▶ _Parts of the exercise_:
1. Which publications or platforms does the art news digest credit as sources in the parentheses at the end of its stories?
2. In the art news digest, can you condense the paragraph beginning "Leon Black Leaves Apollo Four Months Early" into a short bulleted list that keeps its main facts?
3. Pick up the art news digest after its last sentence and keep it going.

Art Industry News: The Guggenheim Is Looking for an MBA to Teach It About NFT Art (But Just Pay Them an Intern’s Salary) + Other Stories
Plus, MoMA board chair Leon Black leaves Apollo four months early and Damien Hirst is a big fan of Beeple.
Art Industry News is a daily digest of the most consequential developments coming out of the art world and art market. Here’s what you need to know on this Tuesday, March 23.
Leon Black Leaves Apollo Four Months Early – The financier and art collector has stepped down from his post as chief executive of the private equity firm Apollo Asset Management four months ahead of his scheduled departure on July 31. Citing his health and that of his wife, he said he would also vacate the post of chairman, which he previously planned to maintain. Black’s term as board chair of the Museum of Modern Art in New York is up for renewal in July. He is under increased pressure to step aside in the wake of revelations about his financial ties to Jeffrey Epstein. (Artforum)
Damien Hirst Is a Fan of Beeple – The British artist makes a cameo in the New Yorker‘s profile of Beeple’s whirlwind rise to global fame. After the American digital artist’s $69 million sale at Christie’s, Hirst messaged to say: “My 15-year-old son showed me your work a while ago, this is fucking great, congratulations, you’re awesome.” As for the art world writ large, Beeple has little interest. Asked about the inspiration for one of his early “Everydays,” he said, “I’m going to be honest, when you say, ‘Abstract Expressionism,’ literally, I have no idea what the hell that is.” (New Yorker)
Is the Guggenheim Looking for a Crypto Expert? – The Guggenheim is on the hunt for MBA student interns who can help evaluate NFT-based art. The intern will consider how blockchain and crypto currency might inform collecting strategy and how the Guggenheim might extend into a digital experience. We’re not museum administrators, but don’t these questions seem… a little high-level for someone getting paid an intern’s salary? (Coindesk)
Park Avenue Armory Postpones Socially Distanced Programming – The Park Avenue Armory in New York has postponed the first of a series of socially distanced performances after several of the performers tested positive for the coronavirus. The inaugural event, Afterwardsness, is a music and dance performance conceived by choreographer Bill T. Jones that addresses the isolation and trauma of both COVID-19 and ongoing violence agianst Black bodies, and was slated to be performed by the Bill T. Jones/Arnie Zane Company. (The Art Newspaper)
Jack Dorsey’s First Tweet Sold for $2.9 Million as an NFT – Here’s a sentence you probably wouldn’t have understood if you read it a year ago: The first-ever tweet, by Twitter CEO Jack Dorsey, sold to a buyer with the username @sinaEstavi as an NFT for $2.9 million on the platform Valuables, which sells tweets exclusively. (Valuables by Cent)

▶ _Data section_:

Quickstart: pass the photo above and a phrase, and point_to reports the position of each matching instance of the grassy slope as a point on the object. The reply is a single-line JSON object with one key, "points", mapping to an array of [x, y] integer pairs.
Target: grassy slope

▶ _Answers in order_:
1.
- Artforum
- New Yorker
- Coindesk
- The Art Newspaper
- Valuables by Cent

2.
- Leon Black has stepped down as chief executive of Apollo Asset Management, four months before his scheduled July 31 departure.
- Citing his health and his wife's, he will also leave the chairman post he had planned to keep.
- His term as board chair of the Museum of Modern Art in New York is up for renewal in July.
- He faces growing pressure to step aside after revelations about his financial ties to Jeffrey Epstein.

3.
Rare Bernini Drawing Sets a Record in France – On Saturday, Académie d’homme, a 17th-century drawing by Italian sculptor Gian Lorenzo Bernini, sold for €1.9 million ($2.3 million) at the French auction house Actéon. The red chalk work, which set a record for a drawing by the artist, was expected to sell for €30,000–50,000 ($36,000–60,000). (Art Market Monitor)
COMINGS & GOINGS
French Culture Minister Gets COVID-19 – Roselyne Bachelot-Narquin, France’s culture minister, confirmed that she has tested positive for COVID-19. (Her predecessor, Franck Riester, came down with the virus last March.) A third wave of coronavirus is hitting many European nations, including France. (Twitter)
DC’s National Gallery of Art Names Deputy Director – The National Gallery of Art has appointed Eric L. Motley as its new deputy director. Motley, who begins the role in August, joins from the Aspen Institute, where he was executive vice president and corporate secretary. (Press release)
FOR ART’S SAKE
Museums Respond to Atlanta Hate Crime – The Museum of Chinese in America is one of many institutions in the US that has responded to the murder of six women of Asian descent in Atlanta, Georgia last week. “This is a frightening escalation of the racial violence targeting Asian American Pacific Islanders across the country since the pandemic began,” the museum said in a statement. “Attacks have occurred on the streets in broad daylight, just outside victims’ homes, and at their jobs—terrifying incidents that recall previous eras of anti-Asian bigotry.” (Hyperallergic)
Marc Quinn’s BLM Statue Could Get a Long-Term Home – A statue of Black Lives Matter protestor Jen Reid, made by Marc Quinn, could return to the plinth where it first appeared in Bristol last summer. The sculpture had replaced one of the 17th-century slave trader Edward Colston, which was toppled last summer. The planning services company Interpolitan Ltd is seeking permission to reinstall the statue of Reid for a period of two years. (TAN)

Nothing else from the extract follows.